## Goals
1 – In the Clausing lathe thread, what material is the broken part made of?
2 – In the Clausing lathe thread, swap "braze" for "solder" and write out the passage starting with "It is cast iron." and going on through "major load item.".

## Document excerpt
---+---

# Clausing 100 mk3a broken part



## Barncat (Jun 6, 2018)

I was giving my new lathe a good cleaning, which turned into a partial disassembly for a thorough cleaning which has turned into a repaint project now. When I took the apron off, I found this. It broke right where the bolt would tighten down to lock it from moving. I can't find a part number for this on the breakdown from clausing. Any ideas on where to find one? Checked eBay already. It looks simple to make, but I don't think I have the right tools to do so. I could try and fix it somehow, but was afraid welding it might warp it. Any ideas? Or anyone know the part number so I can call clausing and see if by some miracle they have one of these laying around?


----------



## markba633csi (Jun 7, 2018)

If you draw up the dimensions someone would probably be willing to make it for a small fee- I'm guessing it's mild steel or cast iron? Should be fairly easy to fab out of square stock with a milling machine
Mark


----------



## Barncat (Jun 7, 2018)

It is cast iron. I can get some dimensions. It does seem fairly easy to make. Here is a better picture of it.


----------



## COMachinist (Jul 26, 2018)

Just braze it back together andclean it up with a file. It is the under side carriage clamping shoe an it does not need to made from hardened steel. Someone cranked down the clamp bolt and broke it. Needs to only be snug tight. That keeps the carage from moving againist the back lash in the rack and drive gear. Not a major load item.
Good luck
CH


----------



## Barncat (Jul 27, 2018)

---+---

## Data lines
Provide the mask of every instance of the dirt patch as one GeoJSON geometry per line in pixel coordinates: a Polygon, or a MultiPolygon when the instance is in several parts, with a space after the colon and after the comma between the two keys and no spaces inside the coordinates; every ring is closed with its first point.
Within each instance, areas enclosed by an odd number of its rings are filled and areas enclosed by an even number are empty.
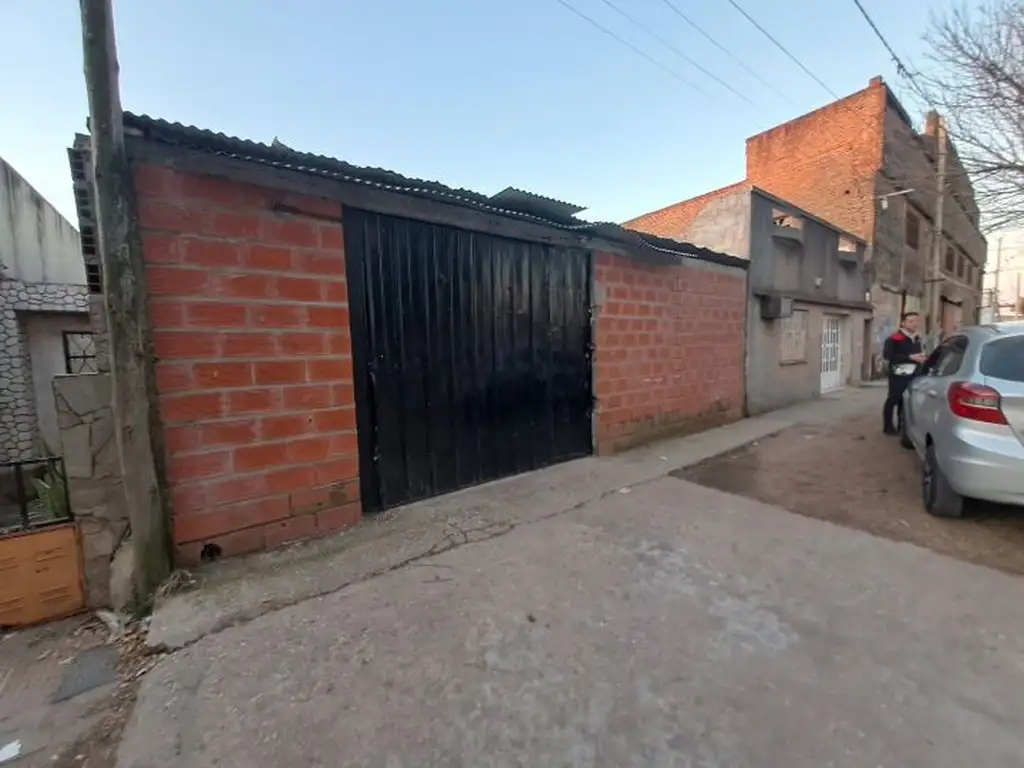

---+---

## Solutions for each task
1 – Cast iron.

2 –
It is cast iron. I can get some dimensions. It does seem fairly easy to make. Here is a better picture of it.


----------



## COMachinist (Jul 26, 2018)

Just solder it back together andclean it up with a file. It is the under side carriage clamping shoe an it does not need to made from hardened steel. Someone cranked down the clamp bolt and broke it. Needs to only be snug tight. That keeps the carage from moving againist the back lash in the rack and drive gear. Not a major load item.